*** Opening of Dataset excerpts ***
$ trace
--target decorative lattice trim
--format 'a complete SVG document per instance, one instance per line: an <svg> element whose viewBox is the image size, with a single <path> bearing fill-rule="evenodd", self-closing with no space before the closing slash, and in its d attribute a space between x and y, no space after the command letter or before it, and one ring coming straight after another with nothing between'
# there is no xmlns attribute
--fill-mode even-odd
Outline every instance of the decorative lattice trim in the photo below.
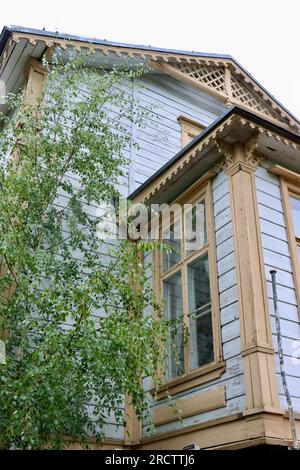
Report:
<svg viewBox="0 0 300 470"><path fill-rule="evenodd" d="M32 45L43 42L46 47L74 47L77 50L100 51L104 55L115 54L117 56L127 56L140 58L148 64L156 63L158 68L166 66L169 72L181 73L187 78L201 84L206 90L216 96L222 97L227 104L237 102L250 108L250 110L269 117L275 121L285 123L297 131L300 131L298 121L291 117L272 96L265 92L256 82L254 82L234 61L227 58L207 58L195 57L190 54L178 54L176 52L162 52L140 50L137 48L127 48L112 44L94 44L91 42L79 42L77 40L58 39L54 36L39 36L24 32L14 32L0 56L0 71L3 69L9 55L9 49L14 44L25 40ZM226 71L226 72L225 72Z"/></svg>
<svg viewBox="0 0 300 470"><path fill-rule="evenodd" d="M254 109L261 114L266 116L274 117L278 119L276 113L271 112L265 105L263 99L260 99L255 95L249 88L235 75L231 76L231 91L232 97L236 101L239 101L244 106L250 109Z"/></svg>
<svg viewBox="0 0 300 470"><path fill-rule="evenodd" d="M225 68L215 65L202 66L200 64L172 64L178 72L182 72L191 78L198 80L215 91L225 94Z"/></svg>
<svg viewBox="0 0 300 470"><path fill-rule="evenodd" d="M171 67L230 99L229 90L226 89L224 66L173 63ZM234 101L260 114L278 119L278 114L270 110L264 100L250 90L234 73L230 76L230 92Z"/></svg>

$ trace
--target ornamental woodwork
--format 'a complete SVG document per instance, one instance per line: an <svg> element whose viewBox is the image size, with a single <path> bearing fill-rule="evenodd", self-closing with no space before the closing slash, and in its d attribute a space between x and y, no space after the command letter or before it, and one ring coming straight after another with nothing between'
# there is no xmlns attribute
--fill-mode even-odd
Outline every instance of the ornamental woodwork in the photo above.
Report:
<svg viewBox="0 0 300 470"><path fill-rule="evenodd" d="M259 116L284 126L292 126L278 105L266 93L254 85L249 79L239 77L232 64L211 60L193 59L180 62L151 62L154 68L170 73L176 78L189 80L203 90L220 98L227 107L238 105ZM296 126L299 130L299 126Z"/></svg>
<svg viewBox="0 0 300 470"><path fill-rule="evenodd" d="M231 58L207 57L201 54L154 51L127 47L95 44L88 41L59 39L53 36L39 36L24 32L14 32L0 57L0 71L10 56L13 47L20 41L35 46L43 43L47 50L75 48L78 51L100 52L141 59L146 65L188 80L208 93L221 99L226 106L239 105L277 125L300 131L299 122L293 118L272 95L266 92L247 72ZM46 53L47 53L46 50Z"/></svg>
<svg viewBox="0 0 300 470"><path fill-rule="evenodd" d="M265 160L265 157L256 150L258 137L259 133L256 133L244 145L244 152L242 154L236 154L233 145L227 144L221 139L216 139L217 149L223 157L215 164L215 170L229 173L236 171L237 166L243 166L244 169L247 168L248 171L255 171Z"/></svg>

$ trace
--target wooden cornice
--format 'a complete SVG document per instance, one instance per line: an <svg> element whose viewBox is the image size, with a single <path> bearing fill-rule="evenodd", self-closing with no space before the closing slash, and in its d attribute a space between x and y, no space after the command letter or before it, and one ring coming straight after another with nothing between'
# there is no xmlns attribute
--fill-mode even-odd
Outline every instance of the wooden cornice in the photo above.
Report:
<svg viewBox="0 0 300 470"><path fill-rule="evenodd" d="M281 135L266 129L259 124L249 121L244 117L231 115L214 131L212 131L210 134L200 140L198 144L196 144L190 150L187 150L186 153L183 154L178 161L176 161L176 163L174 163L162 174L160 174L156 179L149 183L148 187L146 187L142 192L140 192L136 196L136 198L134 198L134 202L149 200L159 190L161 190L163 186L167 185L172 180L172 178L174 178L178 174L178 172L182 171L184 167L190 163L191 160L196 158L196 156L199 155L200 152L207 149L211 144L215 145L220 153L220 159L214 165L212 170L217 172L224 170L226 171L227 167L231 166L232 163L232 147L222 140L222 133L226 127L230 126L233 123L235 125L247 127L249 130L253 131L253 136L246 145L245 164L248 165L250 169L260 165L265 159L265 157L261 155L256 149L258 139L261 135L272 137L277 142L281 142L287 147L291 147L300 151L300 145L296 144L292 140L282 137Z"/></svg>
<svg viewBox="0 0 300 470"><path fill-rule="evenodd" d="M33 46L38 42L42 42L48 50L55 47L60 47L63 50L73 47L78 51L99 51L103 55L114 54L117 57L139 58L153 68L202 88L207 93L223 101L226 106L232 104L245 106L246 109L250 109L261 117L300 132L299 122L289 115L270 94L231 58L178 54L172 51L145 50L139 47L126 47L125 45L95 44L92 41L67 40L55 36L14 32L0 58L0 70L8 59L11 48L22 40ZM200 71L200 75L198 74L197 77L193 75L195 69Z"/></svg>

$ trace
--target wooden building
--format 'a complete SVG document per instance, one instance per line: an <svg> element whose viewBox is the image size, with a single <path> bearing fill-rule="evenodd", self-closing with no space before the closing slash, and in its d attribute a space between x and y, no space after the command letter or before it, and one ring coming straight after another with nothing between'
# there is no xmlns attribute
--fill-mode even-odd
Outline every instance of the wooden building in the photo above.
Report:
<svg viewBox="0 0 300 470"><path fill-rule="evenodd" d="M99 65L108 60L149 66L132 81L132 94L154 104L159 119L132 127L139 149L130 149L122 193L135 202L205 208L198 249L191 252L183 243L181 256L165 268L159 255L153 259L156 291L169 300L176 291L168 314L183 310L191 329L182 348L183 370L179 374L171 361L158 400L149 393L154 436L126 404L127 429L108 423L105 447L290 445L270 270L277 270L285 370L300 439L299 121L232 57L217 54L12 27L0 38L0 80L7 91L30 84L38 93L43 55L70 46L93 49ZM182 215L175 222L184 230ZM200 300L191 294L199 277ZM187 314L196 307L202 316L192 325ZM151 379L145 387L151 391ZM166 390L181 419L167 406Z"/></svg>

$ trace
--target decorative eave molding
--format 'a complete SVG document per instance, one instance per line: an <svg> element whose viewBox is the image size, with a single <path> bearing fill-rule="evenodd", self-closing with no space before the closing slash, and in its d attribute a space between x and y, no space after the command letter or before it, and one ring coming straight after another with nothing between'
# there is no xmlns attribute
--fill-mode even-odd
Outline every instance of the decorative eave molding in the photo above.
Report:
<svg viewBox="0 0 300 470"><path fill-rule="evenodd" d="M211 134L203 138L199 144L195 145L191 150L188 150L186 154L184 154L176 163L174 163L173 166L167 169L162 175L158 176L157 179L152 183L149 183L149 186L136 196L134 202L148 201L210 144L215 145L221 154L220 159L215 163L212 170L215 172L226 172L234 164L234 155L232 146L222 140L221 134L223 133L224 129L230 126L232 123L247 127L249 130L253 131L251 139L249 139L249 141L245 144L245 159L242 163L245 167L248 168L249 171L253 171L253 169L261 165L262 162L266 159L266 157L257 150L258 139L261 135L272 137L277 142L281 142L287 147L291 147L300 151L300 145L296 144L295 142L282 137L275 132L269 131L268 129L265 129L258 124L254 124L253 122L243 117L230 116L227 121L223 122ZM239 162L239 164L241 164L241 162Z"/></svg>
<svg viewBox="0 0 300 470"><path fill-rule="evenodd" d="M265 156L257 151L259 132L244 145L242 159L237 159L234 151L234 145L228 144L222 140L216 140L216 146L223 157L215 164L215 170L225 173L232 173L238 170L241 165L248 171L255 170L265 160Z"/></svg>
<svg viewBox="0 0 300 470"><path fill-rule="evenodd" d="M150 49L144 50L138 47L134 49L126 46L94 44L89 41L66 40L38 34L14 32L0 58L0 71L9 57L9 48L22 40L28 41L33 46L38 42L43 42L48 49L61 47L66 50L68 47L73 47L78 51L100 51L103 55L115 54L117 57L140 58L154 68L164 70L166 73L176 74L182 80L185 79L197 84L208 93L221 99L226 106L234 104L244 106L260 117L300 132L299 122L293 119L271 95L265 92L230 58L198 57ZM198 74L197 78L191 76L195 73Z"/></svg>
<svg viewBox="0 0 300 470"><path fill-rule="evenodd" d="M295 150L300 150L300 145L296 144L292 140L289 140L285 137L282 137L281 135L277 134L276 132L272 132L269 129L265 129L263 126L259 124L255 124L252 121L249 121L248 119L245 118L239 118L239 122L242 126L249 127L249 129L252 129L253 131L257 131L259 134L264 134L267 137L271 137L275 139L277 142L281 142L282 144L292 147Z"/></svg>
<svg viewBox="0 0 300 470"><path fill-rule="evenodd" d="M182 170L191 160L193 160L199 152L202 152L209 144L215 144L216 139L218 138L219 134L223 132L223 130L228 127L234 120L237 118L235 116L231 116L227 121L222 123L215 131L209 134L207 137L201 140L198 145L195 145L190 151L187 153L177 162L174 166L170 167L163 173L161 176L154 180L153 183L150 183L149 187L146 188L142 193L138 195L138 197L134 200L134 202L139 201L148 201L152 196L154 196L161 188L163 188L168 181L170 181L177 173Z"/></svg>

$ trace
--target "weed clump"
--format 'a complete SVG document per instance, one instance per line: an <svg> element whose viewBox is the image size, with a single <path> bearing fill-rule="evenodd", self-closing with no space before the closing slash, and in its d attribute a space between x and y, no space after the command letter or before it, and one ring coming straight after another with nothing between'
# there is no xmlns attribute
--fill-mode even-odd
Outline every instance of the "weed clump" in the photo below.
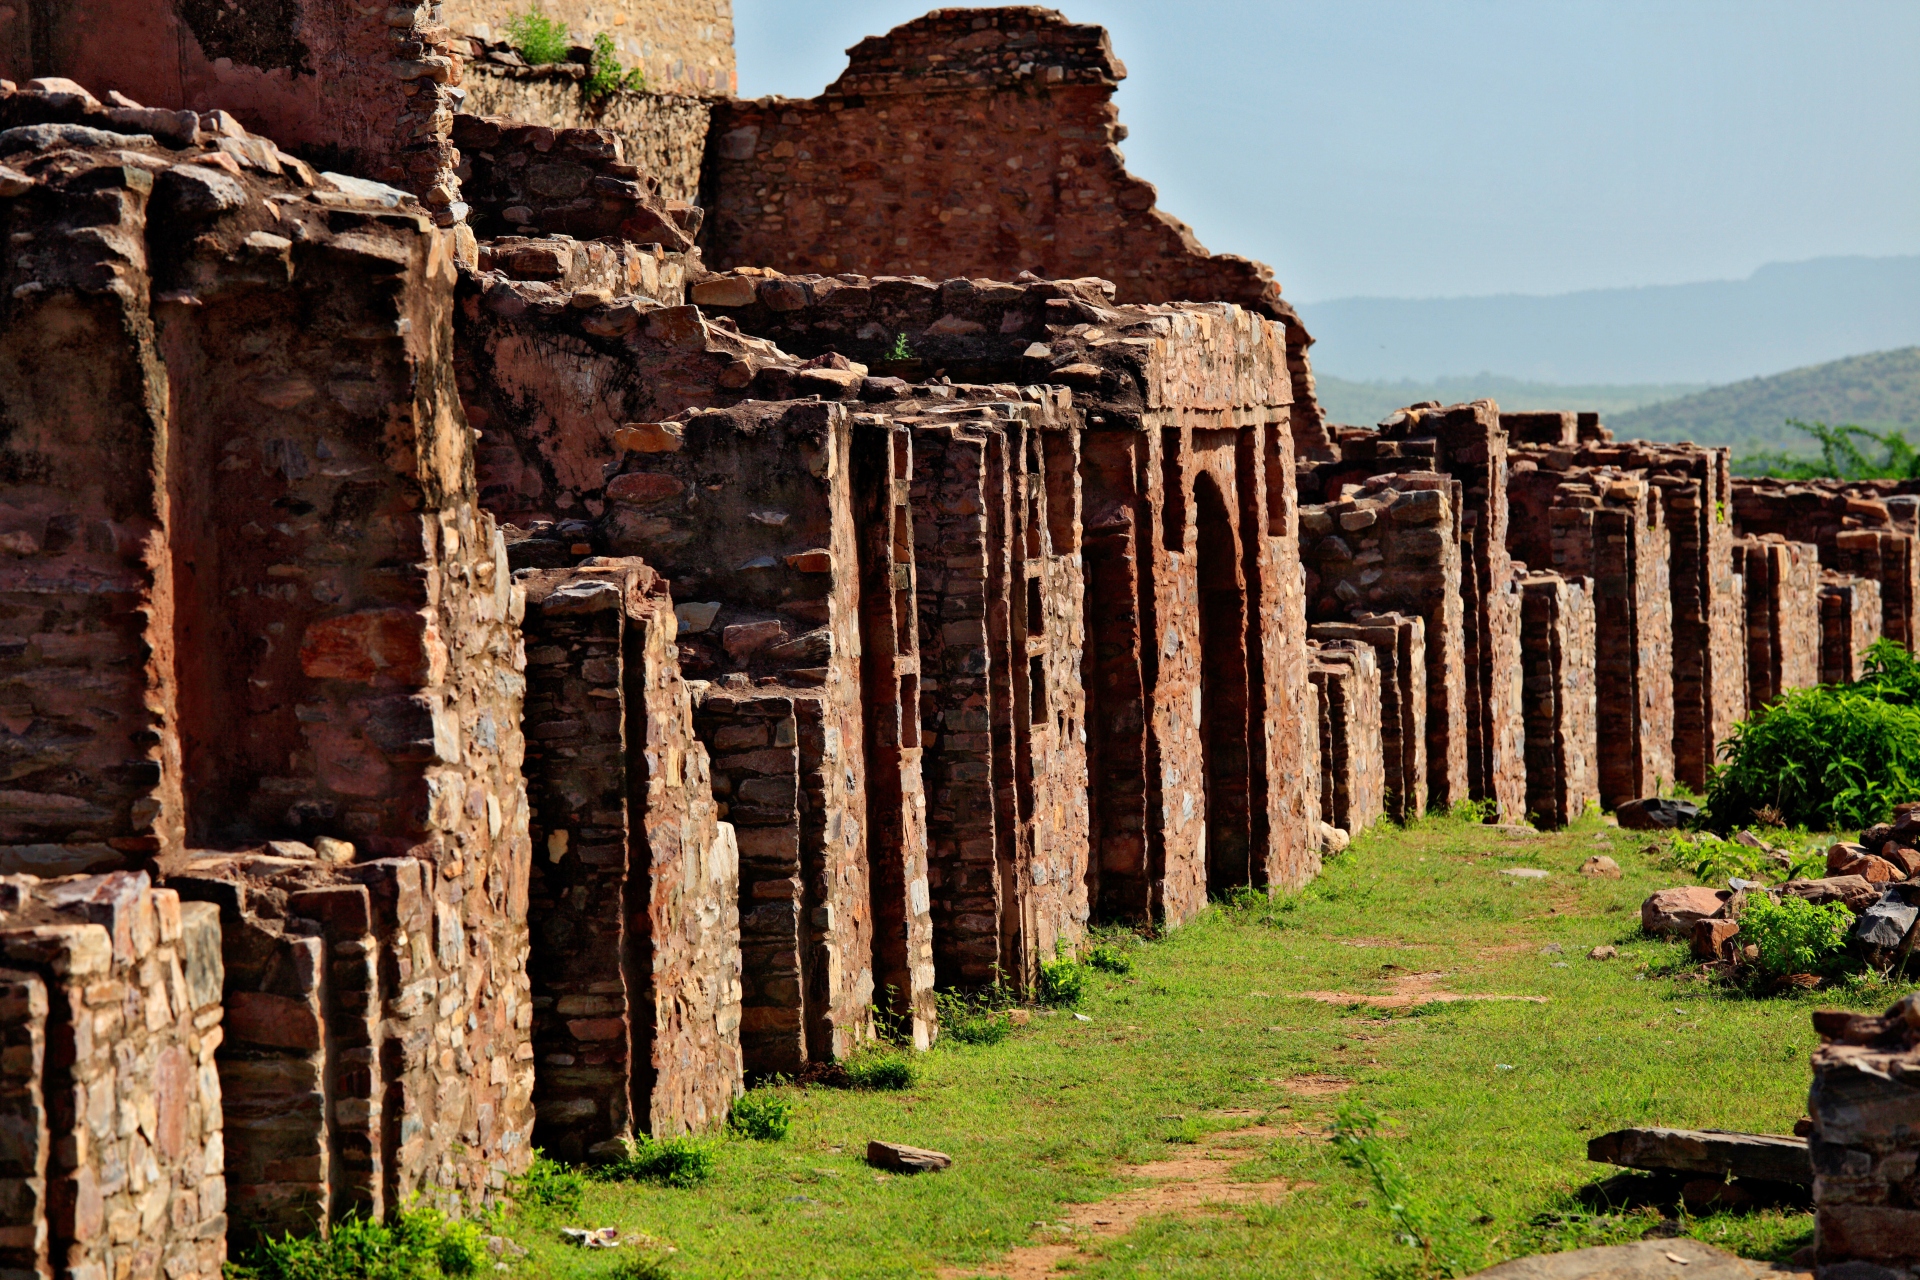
*** Close of Dataset excerpts ***
About this task: The response is to be a bare number: the tally of lines in the listing above with the word "eave".

Task answer: 2